### TASK TO CARRY OUT
All of the records must be repeated exactly.

[Records drawn from a dataset]
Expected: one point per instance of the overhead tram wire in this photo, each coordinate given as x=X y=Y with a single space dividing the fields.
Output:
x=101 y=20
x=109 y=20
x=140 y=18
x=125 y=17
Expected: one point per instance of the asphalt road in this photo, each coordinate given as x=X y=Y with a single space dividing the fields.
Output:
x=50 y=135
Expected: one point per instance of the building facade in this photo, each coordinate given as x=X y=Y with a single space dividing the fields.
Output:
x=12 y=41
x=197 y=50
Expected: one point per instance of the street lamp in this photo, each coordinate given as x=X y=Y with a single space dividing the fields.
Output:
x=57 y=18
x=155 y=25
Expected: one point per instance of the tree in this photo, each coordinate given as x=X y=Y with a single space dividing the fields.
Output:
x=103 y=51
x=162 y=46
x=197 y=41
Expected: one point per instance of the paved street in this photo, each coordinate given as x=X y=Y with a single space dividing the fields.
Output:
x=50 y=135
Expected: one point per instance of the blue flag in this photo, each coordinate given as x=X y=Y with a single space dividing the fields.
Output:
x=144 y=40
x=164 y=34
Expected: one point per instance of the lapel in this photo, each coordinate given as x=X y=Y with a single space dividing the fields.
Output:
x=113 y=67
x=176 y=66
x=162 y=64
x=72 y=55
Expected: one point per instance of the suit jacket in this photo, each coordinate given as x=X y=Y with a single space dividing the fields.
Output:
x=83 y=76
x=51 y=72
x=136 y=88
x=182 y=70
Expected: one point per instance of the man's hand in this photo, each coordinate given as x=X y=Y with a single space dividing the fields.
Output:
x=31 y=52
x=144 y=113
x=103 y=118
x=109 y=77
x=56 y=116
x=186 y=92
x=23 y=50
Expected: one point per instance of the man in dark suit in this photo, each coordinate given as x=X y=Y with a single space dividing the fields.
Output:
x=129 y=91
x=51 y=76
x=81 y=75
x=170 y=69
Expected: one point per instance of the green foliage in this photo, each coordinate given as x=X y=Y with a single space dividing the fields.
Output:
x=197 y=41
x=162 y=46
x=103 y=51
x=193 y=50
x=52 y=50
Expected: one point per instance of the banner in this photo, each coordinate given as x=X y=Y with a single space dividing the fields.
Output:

### EXERCISE SOLUTION
Expected: one point per instance of the overhead tram wire in this photo, each coordinate given as x=X y=Y with a single space dividing the fields.
Output:
x=101 y=20
x=109 y=20
x=140 y=18
x=125 y=17
Expected: one point per instance of the asphalt road in this photo, each coordinate given as x=X y=Y with a single space dividing the fields.
Output:
x=50 y=135
Expected: one point per instance of the building facade in this photo, each coordinate given as x=X y=Y with a single space dividing the fields.
Output:
x=12 y=41
x=197 y=50
Expected: one point per instance of the street lamp in this photo, each coordinate given as x=X y=Y with a single space dividing the fields.
Output:
x=57 y=18
x=155 y=25
Expected: one point per instance of the tree in this photo, each coordinate given as x=X y=Y with a single space dividing the fields.
Output:
x=103 y=51
x=162 y=46
x=197 y=41
Expected: one point per instance of the paved street in this photo, each coordinate given as x=X y=Y with a single space dividing the fields.
Output:
x=50 y=135
Expected: one point per instance of the blue flag in this photo, each coordinate given as x=X y=Y with a single space dividing the fields.
Output:
x=144 y=40
x=164 y=34
Expected: one point per instance of the lapel in this photo, each coordinate given as x=X y=Y with a single space dividing the fields.
Output:
x=113 y=67
x=176 y=66
x=162 y=64
x=72 y=55
Expected: one point per instance of the suit jacket in this photo, each coordinate given as x=X y=Y with a single space dividing the fields.
Output:
x=83 y=76
x=51 y=72
x=136 y=88
x=182 y=70
Expected: one point per instance of the man's hand in this photo, each coordinate given as x=X y=Y with a single space dividing the fields.
Output:
x=31 y=52
x=144 y=113
x=103 y=118
x=109 y=77
x=56 y=116
x=186 y=92
x=23 y=50
Expected: one point per instance of the man in dark suit in this photo, each coordinate given as x=X y=Y with a single space dividing the fields.
Output:
x=129 y=91
x=51 y=76
x=81 y=75
x=170 y=69
Expected: one point per instance of the green foliage in this photo, each coordinate given as x=X y=Y with a single space dividing the fields.
Output:
x=197 y=41
x=162 y=46
x=103 y=51
x=193 y=50
x=52 y=50
Expected: one point per instance of the banner in this photo, each coordinate given as x=X y=Y with a single space dividing the fields.
Output:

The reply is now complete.